Work to do. Rewrite the records as a numbered list of lines, from the first line through the line that contains "[0,0,426,239]", skipping blank lines and leaving out the pictures.

Extracted records.
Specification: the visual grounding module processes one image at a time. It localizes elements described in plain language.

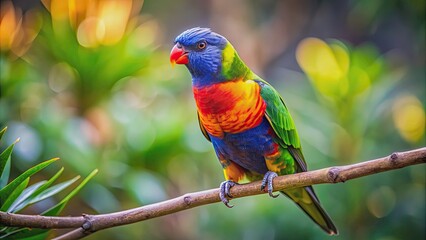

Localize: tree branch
[0,147,426,239]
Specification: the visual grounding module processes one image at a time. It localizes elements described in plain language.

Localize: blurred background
[0,0,426,240]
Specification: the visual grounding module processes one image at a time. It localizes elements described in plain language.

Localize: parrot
[170,27,338,235]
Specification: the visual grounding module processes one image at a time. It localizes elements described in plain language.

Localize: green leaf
[4,169,98,240]
[27,167,64,203]
[0,157,11,189]
[41,169,98,216]
[0,177,30,212]
[0,158,59,205]
[7,181,46,213]
[0,127,7,141]
[23,176,80,211]
[0,138,19,179]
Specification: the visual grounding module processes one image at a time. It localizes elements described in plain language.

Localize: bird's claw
[219,180,236,208]
[260,171,279,198]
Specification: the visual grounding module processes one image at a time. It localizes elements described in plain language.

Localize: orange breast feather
[193,80,266,137]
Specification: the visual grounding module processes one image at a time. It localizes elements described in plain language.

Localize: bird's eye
[197,41,207,50]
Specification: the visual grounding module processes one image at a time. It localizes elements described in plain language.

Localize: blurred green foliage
[0,128,97,240]
[0,0,426,239]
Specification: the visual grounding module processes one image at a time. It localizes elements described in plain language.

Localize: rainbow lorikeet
[170,28,337,235]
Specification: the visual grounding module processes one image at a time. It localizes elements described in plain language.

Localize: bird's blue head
[170,27,228,85]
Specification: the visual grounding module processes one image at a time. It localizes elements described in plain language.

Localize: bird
[170,27,338,235]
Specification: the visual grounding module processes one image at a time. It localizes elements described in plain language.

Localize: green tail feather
[282,186,338,235]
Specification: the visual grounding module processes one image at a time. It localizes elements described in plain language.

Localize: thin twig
[0,147,426,239]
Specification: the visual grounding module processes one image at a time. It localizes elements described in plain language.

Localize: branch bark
[0,147,426,239]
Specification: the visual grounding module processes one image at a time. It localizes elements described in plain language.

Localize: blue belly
[210,118,274,174]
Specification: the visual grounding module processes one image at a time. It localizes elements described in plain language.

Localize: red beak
[170,43,189,65]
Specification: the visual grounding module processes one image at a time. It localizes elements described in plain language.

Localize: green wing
[257,80,307,172]
[197,111,212,142]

Answer for this exercise.
1. Specification: the visual grounding module processes one image at a time. It localizes elements described in plain language.
2. Localize: tree branch
3. [0,147,426,239]
4. Specification: the visual grounding module processes one image at a time. It localizes elements described in plain language.
5. Localize: blurred background
6. [0,0,426,240]
7. Specification: the visual grounding module processes one image at a time. It localizes elements described in plain language.
8. Localize: parrot
9. [170,27,338,235]
10. Specification: the visual grounding module processes one image at a time. It localizes elements described in plain language.
11. Localize: green leaf
12. [4,169,98,240]
13. [27,167,64,203]
14. [0,157,11,189]
15. [41,169,98,216]
16. [0,177,30,212]
17. [0,158,59,205]
18. [7,181,46,213]
19. [0,127,7,141]
20. [23,176,80,211]
21. [0,138,19,179]
22. Specification: the visual grounding module processes one image at a time. It localizes elements described in plain language.
23. Localize: bird's claw
24. [219,180,236,208]
25. [260,171,279,198]
26. Specification: the visual grounding module processes one image at a time. It localizes elements described in plain language.
27. Localize: orange breast feather
28. [193,80,266,137]
29. Specification: the visual grounding module processes one image at a time. It localizes elements described in plain language.
30. Localize: bird's eye
31. [197,41,207,50]
32. Specification: the visual grounding module processes one image at a time. It localizes elements described in plain language.
33. Localize: blurred green foliage
34. [0,128,97,240]
35. [0,0,426,239]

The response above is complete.